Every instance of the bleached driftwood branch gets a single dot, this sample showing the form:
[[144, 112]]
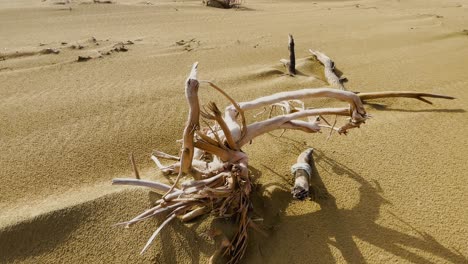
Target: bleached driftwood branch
[[213, 155]]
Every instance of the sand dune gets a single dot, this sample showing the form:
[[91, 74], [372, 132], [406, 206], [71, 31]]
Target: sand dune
[[398, 185]]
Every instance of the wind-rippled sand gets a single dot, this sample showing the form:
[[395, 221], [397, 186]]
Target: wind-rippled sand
[[398, 185]]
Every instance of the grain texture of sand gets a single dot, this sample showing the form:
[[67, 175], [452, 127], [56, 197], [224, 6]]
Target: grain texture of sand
[[398, 186]]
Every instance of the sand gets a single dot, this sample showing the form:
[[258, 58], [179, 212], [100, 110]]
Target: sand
[[398, 186]]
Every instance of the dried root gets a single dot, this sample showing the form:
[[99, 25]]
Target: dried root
[[212, 155]]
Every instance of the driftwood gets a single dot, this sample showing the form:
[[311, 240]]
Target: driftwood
[[291, 63], [330, 74], [222, 3], [212, 155]]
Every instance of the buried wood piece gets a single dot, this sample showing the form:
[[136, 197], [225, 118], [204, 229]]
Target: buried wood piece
[[302, 171], [221, 3], [329, 65], [291, 63], [135, 168]]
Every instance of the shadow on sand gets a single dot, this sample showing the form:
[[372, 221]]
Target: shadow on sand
[[311, 236]]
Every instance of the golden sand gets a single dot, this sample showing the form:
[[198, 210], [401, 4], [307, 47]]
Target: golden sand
[[398, 184]]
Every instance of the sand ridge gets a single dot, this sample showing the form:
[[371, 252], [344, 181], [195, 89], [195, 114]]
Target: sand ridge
[[398, 185]]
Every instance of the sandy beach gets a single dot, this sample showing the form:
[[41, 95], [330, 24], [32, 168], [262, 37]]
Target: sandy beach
[[83, 84]]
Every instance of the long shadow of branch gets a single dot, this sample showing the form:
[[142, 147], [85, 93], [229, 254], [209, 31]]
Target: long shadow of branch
[[313, 236]]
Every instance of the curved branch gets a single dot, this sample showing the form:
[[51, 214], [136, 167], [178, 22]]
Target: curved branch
[[329, 65], [222, 124], [346, 96], [230, 113], [262, 127]]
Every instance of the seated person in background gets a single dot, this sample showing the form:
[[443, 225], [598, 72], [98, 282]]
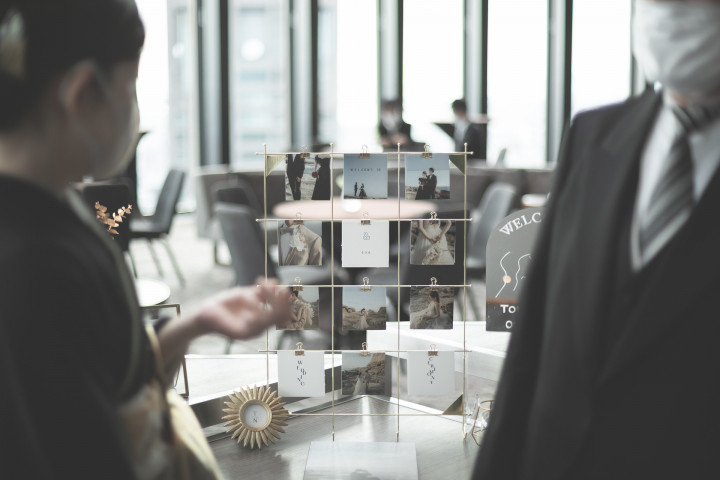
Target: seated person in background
[[392, 128], [464, 131]]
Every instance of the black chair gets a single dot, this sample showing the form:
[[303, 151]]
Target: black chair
[[497, 202], [113, 196], [157, 226]]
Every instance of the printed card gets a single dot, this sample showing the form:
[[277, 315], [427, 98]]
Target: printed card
[[431, 307], [432, 242], [301, 375], [300, 242], [431, 374], [365, 178], [427, 178], [363, 374], [364, 310], [365, 245]]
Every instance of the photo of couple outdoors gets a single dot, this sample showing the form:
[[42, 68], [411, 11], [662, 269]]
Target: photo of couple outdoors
[[364, 310], [427, 178], [307, 179], [432, 242]]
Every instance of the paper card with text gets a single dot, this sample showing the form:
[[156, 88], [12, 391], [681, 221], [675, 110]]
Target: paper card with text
[[301, 375], [365, 245], [431, 374]]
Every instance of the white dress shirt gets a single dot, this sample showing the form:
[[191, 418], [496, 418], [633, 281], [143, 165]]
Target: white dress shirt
[[705, 148]]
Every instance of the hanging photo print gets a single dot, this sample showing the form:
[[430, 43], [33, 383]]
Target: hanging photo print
[[301, 375], [365, 244], [307, 178], [300, 243], [432, 242], [365, 178], [427, 178], [431, 374], [364, 309], [304, 309], [363, 374], [431, 307]]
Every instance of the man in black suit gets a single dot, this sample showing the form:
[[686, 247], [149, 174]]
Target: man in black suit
[[295, 171], [613, 369], [464, 131], [431, 184]]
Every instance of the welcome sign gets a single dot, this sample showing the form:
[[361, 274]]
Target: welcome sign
[[509, 255]]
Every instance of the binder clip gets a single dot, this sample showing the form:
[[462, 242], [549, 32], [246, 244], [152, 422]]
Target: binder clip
[[364, 153], [427, 153]]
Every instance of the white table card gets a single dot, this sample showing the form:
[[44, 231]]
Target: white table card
[[365, 245], [431, 374], [301, 375]]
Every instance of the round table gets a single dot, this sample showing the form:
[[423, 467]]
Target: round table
[[352, 209], [151, 292]]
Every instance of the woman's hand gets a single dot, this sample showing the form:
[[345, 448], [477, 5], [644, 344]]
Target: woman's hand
[[241, 313]]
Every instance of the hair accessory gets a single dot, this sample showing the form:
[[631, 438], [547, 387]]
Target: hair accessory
[[364, 153], [12, 44], [427, 153]]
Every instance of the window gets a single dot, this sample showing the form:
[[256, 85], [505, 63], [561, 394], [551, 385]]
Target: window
[[347, 73], [259, 80], [600, 69], [432, 67], [517, 81]]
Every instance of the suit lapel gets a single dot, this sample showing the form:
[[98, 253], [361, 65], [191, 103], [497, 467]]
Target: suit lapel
[[684, 272], [609, 189]]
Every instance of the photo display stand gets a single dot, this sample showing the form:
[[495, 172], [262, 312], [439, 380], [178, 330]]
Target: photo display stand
[[457, 160]]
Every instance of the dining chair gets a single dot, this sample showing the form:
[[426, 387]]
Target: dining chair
[[157, 226]]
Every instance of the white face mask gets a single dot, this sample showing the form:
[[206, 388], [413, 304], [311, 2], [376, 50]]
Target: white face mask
[[677, 43], [107, 160]]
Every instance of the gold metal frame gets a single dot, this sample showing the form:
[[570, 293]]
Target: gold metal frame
[[459, 160]]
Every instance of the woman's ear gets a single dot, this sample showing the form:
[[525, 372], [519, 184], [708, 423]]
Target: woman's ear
[[77, 90]]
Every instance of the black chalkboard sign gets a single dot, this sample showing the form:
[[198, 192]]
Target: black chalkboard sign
[[509, 254]]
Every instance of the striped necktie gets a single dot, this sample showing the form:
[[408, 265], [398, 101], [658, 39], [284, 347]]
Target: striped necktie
[[672, 199]]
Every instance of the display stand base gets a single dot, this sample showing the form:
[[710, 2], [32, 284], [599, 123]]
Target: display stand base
[[381, 460]]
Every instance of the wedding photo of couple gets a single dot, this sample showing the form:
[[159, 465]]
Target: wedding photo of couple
[[432, 242], [364, 310], [300, 243], [427, 178], [431, 307], [304, 309], [306, 179], [363, 374]]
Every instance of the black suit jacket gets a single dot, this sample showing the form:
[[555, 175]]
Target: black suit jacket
[[605, 379]]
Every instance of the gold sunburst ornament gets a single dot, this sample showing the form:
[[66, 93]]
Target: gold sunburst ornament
[[255, 416]]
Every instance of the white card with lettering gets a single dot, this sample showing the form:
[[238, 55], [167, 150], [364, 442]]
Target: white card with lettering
[[366, 245], [431, 374], [301, 375]]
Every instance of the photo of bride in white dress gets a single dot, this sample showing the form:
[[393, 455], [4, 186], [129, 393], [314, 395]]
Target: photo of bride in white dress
[[300, 243], [431, 307], [364, 374], [303, 309], [432, 242]]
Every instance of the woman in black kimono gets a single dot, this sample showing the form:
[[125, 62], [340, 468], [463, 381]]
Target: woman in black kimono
[[73, 349]]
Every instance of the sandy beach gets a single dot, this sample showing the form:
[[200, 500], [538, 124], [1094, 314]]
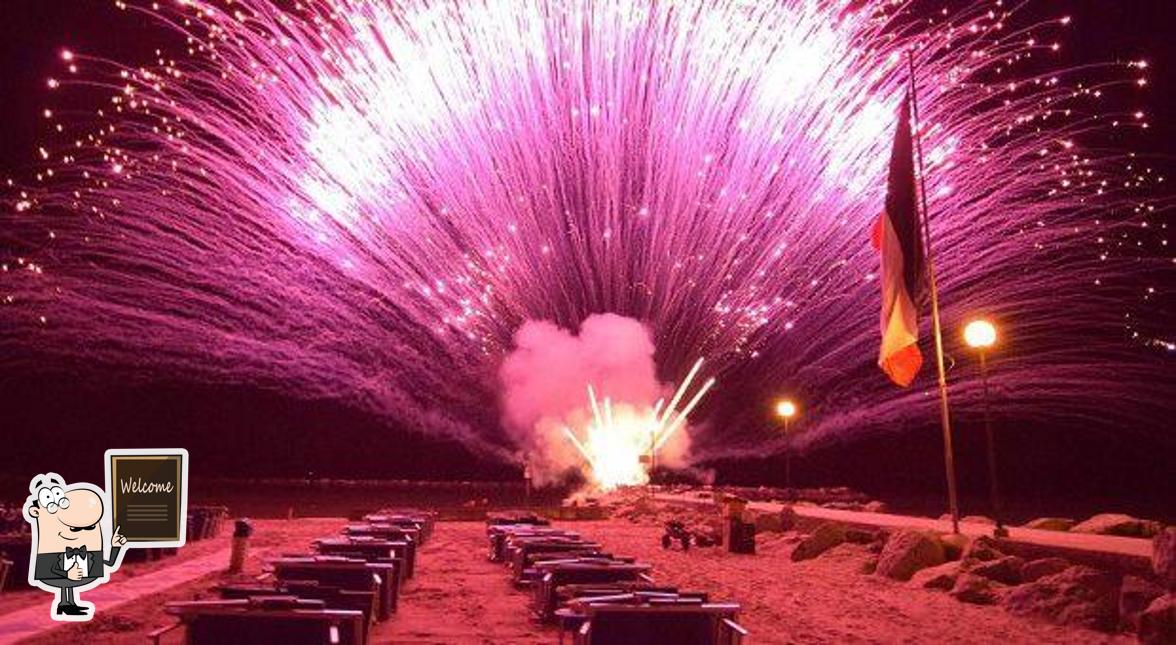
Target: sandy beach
[[460, 597]]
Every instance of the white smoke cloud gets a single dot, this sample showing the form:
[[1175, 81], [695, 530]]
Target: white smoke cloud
[[545, 381]]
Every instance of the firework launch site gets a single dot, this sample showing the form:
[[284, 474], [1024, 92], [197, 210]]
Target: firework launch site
[[592, 321]]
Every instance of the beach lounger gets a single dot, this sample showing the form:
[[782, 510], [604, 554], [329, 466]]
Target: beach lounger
[[554, 574], [679, 623], [371, 549], [349, 573], [273, 619]]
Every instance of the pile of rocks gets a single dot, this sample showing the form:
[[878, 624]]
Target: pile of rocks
[[979, 571], [1054, 589]]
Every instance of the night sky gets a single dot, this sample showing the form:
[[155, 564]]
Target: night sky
[[239, 430]]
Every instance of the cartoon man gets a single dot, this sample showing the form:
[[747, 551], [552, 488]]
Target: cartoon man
[[67, 540]]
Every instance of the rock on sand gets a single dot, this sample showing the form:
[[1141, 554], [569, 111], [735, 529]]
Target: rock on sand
[[1116, 524], [1078, 596], [908, 551], [826, 537]]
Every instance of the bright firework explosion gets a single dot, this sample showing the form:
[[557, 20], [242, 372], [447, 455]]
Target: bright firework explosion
[[363, 199], [619, 437]]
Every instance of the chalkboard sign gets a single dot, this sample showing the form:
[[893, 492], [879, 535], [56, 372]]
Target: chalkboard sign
[[148, 494]]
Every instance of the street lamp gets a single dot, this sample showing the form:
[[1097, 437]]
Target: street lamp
[[981, 334], [786, 410]]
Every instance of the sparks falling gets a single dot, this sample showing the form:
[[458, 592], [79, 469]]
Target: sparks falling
[[622, 440], [362, 200]]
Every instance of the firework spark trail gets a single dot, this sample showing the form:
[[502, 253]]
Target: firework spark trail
[[365, 199]]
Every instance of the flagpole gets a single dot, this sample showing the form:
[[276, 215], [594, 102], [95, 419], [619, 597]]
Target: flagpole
[[944, 414]]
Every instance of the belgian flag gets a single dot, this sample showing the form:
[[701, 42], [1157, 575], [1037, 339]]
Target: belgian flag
[[896, 235]]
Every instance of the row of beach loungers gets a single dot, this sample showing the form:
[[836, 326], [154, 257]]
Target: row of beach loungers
[[204, 523], [601, 598], [329, 596]]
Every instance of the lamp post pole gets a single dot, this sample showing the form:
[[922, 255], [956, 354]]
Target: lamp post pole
[[788, 459], [786, 410], [994, 489]]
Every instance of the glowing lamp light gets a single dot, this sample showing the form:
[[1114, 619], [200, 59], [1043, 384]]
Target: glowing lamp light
[[980, 334], [786, 409]]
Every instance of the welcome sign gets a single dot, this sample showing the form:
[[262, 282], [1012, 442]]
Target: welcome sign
[[148, 494]]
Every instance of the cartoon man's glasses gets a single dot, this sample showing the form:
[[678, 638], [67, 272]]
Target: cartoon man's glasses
[[52, 499]]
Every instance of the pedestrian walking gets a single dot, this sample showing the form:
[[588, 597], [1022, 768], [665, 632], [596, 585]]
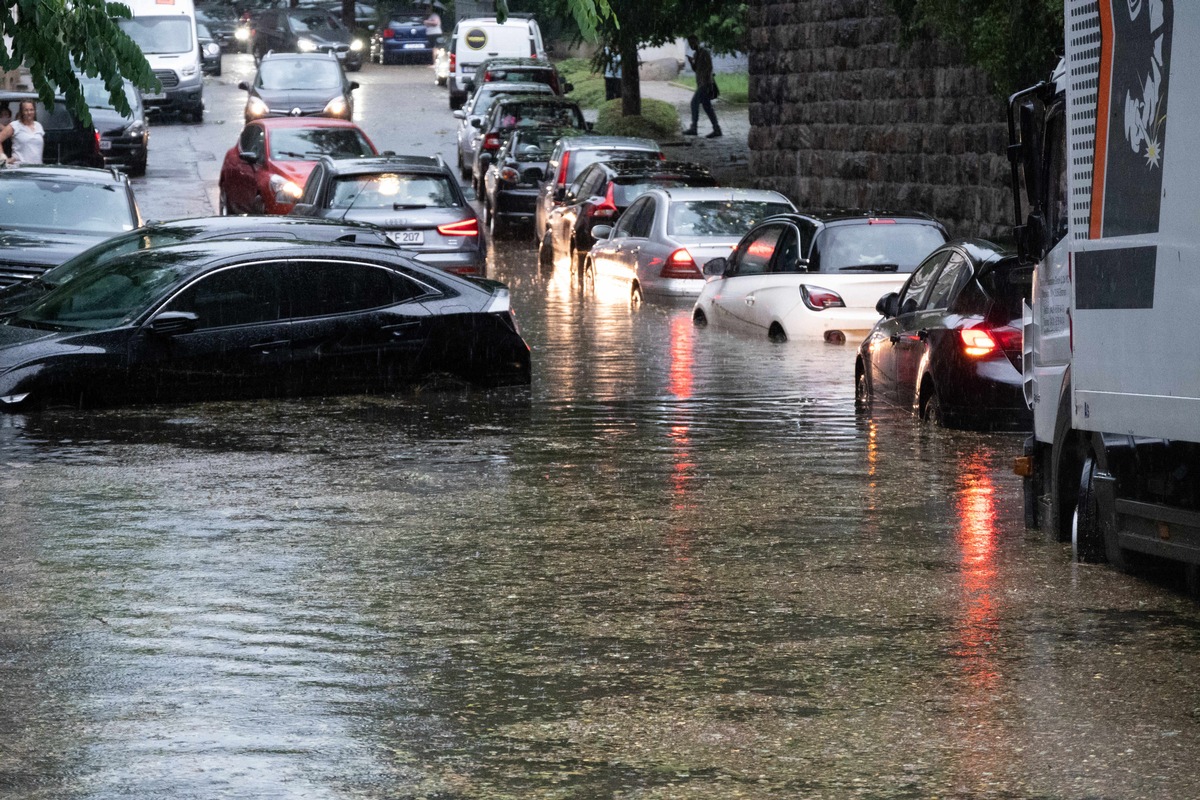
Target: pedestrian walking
[[27, 133], [611, 74], [701, 61]]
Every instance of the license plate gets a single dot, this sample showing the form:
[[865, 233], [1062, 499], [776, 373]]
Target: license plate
[[407, 236]]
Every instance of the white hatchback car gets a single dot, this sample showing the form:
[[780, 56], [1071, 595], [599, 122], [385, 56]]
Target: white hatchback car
[[807, 276], [666, 235]]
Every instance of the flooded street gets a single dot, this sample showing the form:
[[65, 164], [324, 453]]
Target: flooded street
[[679, 566]]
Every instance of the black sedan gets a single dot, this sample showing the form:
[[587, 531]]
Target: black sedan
[[949, 343], [18, 295], [513, 180], [221, 319]]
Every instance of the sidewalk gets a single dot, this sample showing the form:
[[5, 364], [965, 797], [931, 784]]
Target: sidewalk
[[729, 156]]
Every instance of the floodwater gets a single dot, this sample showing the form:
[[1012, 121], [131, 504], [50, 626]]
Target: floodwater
[[679, 566]]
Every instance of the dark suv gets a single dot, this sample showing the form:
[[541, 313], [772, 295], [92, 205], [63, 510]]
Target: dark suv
[[510, 113], [601, 193], [306, 30], [415, 199]]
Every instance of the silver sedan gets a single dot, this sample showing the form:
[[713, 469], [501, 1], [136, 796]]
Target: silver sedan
[[661, 242], [472, 114]]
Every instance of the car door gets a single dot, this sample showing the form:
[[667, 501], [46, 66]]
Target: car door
[[357, 325], [735, 295], [241, 188], [905, 346], [240, 342]]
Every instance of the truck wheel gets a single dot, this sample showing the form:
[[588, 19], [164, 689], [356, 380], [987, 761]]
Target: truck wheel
[[1086, 537]]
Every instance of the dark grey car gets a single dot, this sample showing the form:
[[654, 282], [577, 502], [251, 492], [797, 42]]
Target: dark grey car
[[299, 84], [415, 199]]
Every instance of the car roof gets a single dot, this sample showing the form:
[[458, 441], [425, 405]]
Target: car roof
[[622, 167], [719, 193], [63, 172], [384, 162], [593, 142]]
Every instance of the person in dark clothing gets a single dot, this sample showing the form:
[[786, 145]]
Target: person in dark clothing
[[701, 61]]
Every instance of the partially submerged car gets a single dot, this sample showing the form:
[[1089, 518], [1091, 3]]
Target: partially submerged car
[[231, 319]]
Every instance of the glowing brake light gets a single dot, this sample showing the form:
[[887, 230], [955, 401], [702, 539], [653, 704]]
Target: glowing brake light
[[462, 228], [607, 208], [819, 299], [681, 265]]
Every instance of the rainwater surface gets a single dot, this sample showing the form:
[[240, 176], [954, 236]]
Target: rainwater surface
[[681, 565]]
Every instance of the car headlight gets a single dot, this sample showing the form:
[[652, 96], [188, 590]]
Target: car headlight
[[281, 185], [337, 107], [256, 108]]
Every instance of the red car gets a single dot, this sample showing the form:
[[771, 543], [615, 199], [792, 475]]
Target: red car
[[265, 172]]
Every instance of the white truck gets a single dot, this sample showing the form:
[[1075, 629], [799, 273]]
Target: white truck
[[1107, 192], [166, 32]]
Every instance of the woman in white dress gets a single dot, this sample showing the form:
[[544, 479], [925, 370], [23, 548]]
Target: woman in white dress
[[27, 133]]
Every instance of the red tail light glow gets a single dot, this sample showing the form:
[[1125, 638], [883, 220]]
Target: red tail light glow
[[819, 299], [468, 227], [562, 168], [607, 208], [681, 265]]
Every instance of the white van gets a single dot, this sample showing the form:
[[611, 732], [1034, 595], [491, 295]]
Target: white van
[[166, 32], [473, 41]]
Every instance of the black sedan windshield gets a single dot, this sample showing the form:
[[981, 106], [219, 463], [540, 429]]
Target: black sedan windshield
[[111, 295]]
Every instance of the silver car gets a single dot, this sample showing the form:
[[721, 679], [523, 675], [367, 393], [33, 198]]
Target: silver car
[[661, 242], [472, 115]]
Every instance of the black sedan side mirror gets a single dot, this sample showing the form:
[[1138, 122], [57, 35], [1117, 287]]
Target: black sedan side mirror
[[172, 323]]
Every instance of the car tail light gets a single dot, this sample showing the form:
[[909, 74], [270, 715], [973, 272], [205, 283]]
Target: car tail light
[[681, 265], [562, 168], [468, 227], [979, 343], [607, 208], [819, 299]]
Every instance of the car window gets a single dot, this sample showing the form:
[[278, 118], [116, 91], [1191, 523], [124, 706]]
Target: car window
[[309, 144], [955, 272], [754, 256], [252, 139], [394, 191], [912, 295], [719, 217], [787, 252], [325, 288], [246, 294], [285, 74], [875, 247]]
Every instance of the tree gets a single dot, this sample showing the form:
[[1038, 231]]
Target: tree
[[54, 38]]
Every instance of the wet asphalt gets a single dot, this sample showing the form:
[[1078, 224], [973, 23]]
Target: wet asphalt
[[682, 565]]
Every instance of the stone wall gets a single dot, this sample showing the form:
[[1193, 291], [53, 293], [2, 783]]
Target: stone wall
[[843, 115]]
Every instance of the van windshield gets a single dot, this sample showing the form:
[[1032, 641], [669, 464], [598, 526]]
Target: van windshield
[[161, 35]]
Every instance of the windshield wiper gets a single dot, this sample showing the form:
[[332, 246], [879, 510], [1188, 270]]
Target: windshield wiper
[[871, 268]]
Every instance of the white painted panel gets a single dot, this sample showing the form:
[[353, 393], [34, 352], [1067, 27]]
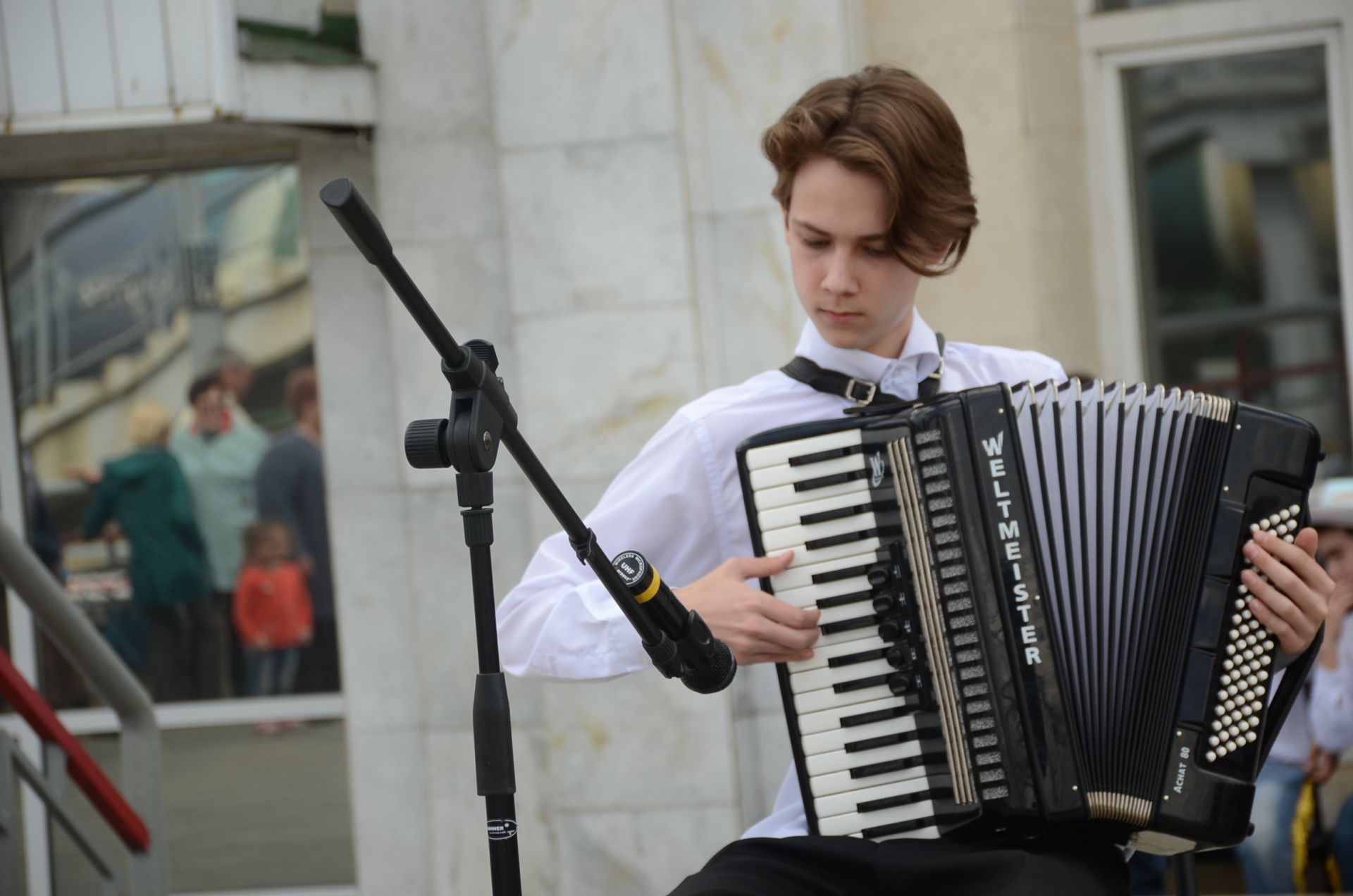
* * * * * * * * *
_Problem details_
Go through the material above and output exactly the lines from the one containing "[[1138, 122], [57, 35], [1117, 287]]" through the one containing "[[909, 74], [270, 715], [973, 272], [205, 283]]".

_Exercise answer_
[[1138, 122], [57, 35], [1117, 287]]
Target: black sedan side mirror
[[172, 323]]
Every instance of the car tail light gets a single dot, this sample showing the form:
[[909, 74], [270, 715], [973, 272], [205, 283]]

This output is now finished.